------ Texto proporcionado

Chulpeniov contestó y no volvió a pensar en ello, pero Lozovski formuló una denuncia por escrito. Chulpeniov fue llamado a la sección política de la división y expulsado del Komsomol: por derrotismo, por sus alabanzas al material de guerra alemán, por despreciar la estrategia de nuestros mandos.
Quien más peroró en este asunto fue el secretario del Komsomol, Kaliaguin (en Jaljin-Gol se había comportado como un cobarde en presencia de Chulpeniov, y ahora veía la ocasión propicia para deshacerse para siempre de un testigo).

------------

Tarea A
Según el fragmento sobre Chulpeniov, ¿qué cargo ocupaba Kaliaguin?
Tarea B
Reproduce del fragmento sobre Chulpeniov el pasaje que comienza con "Chulpeniov contestó y" y sigue hasta "de nuestros mandos.".

------ Datos proporcionados

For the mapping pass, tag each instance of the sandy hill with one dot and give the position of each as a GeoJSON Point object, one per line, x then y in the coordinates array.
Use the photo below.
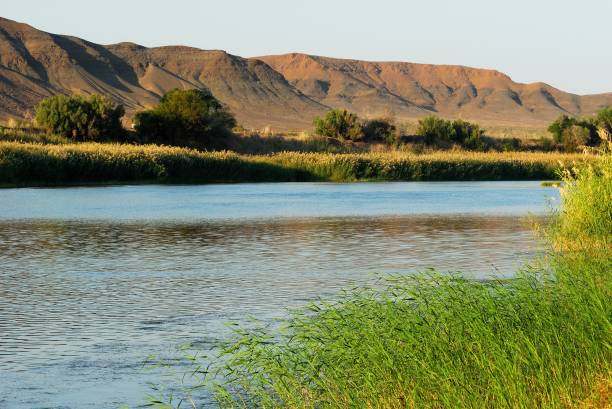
{"type": "Point", "coordinates": [35, 64]}
{"type": "Point", "coordinates": [284, 91]}
{"type": "Point", "coordinates": [408, 90]}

------------

Resultado A
Era el secretario del Komsomol.

Resultado B
Chulpeniov contestó y no volvió a pensar en ello, pero Lozovski formuló una denuncia por escrito. Chulpeniov fue llamado a la sección política de la división y expulsado del Komsomol: por derrotismo, por sus alabanzas al material de guerra alemán, por despreciar la estrategia de nuestros mandos.